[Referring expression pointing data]

----

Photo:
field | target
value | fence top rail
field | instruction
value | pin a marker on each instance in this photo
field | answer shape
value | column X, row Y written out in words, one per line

----

Exercise brief:
An exact copy of every record is required.

Written answer:
Photo:
field | target
value | fence top rail
field | instruction
value | pin a marker on each instance in this photo
field | answer shape
value | column X, row Y written out in words, one per line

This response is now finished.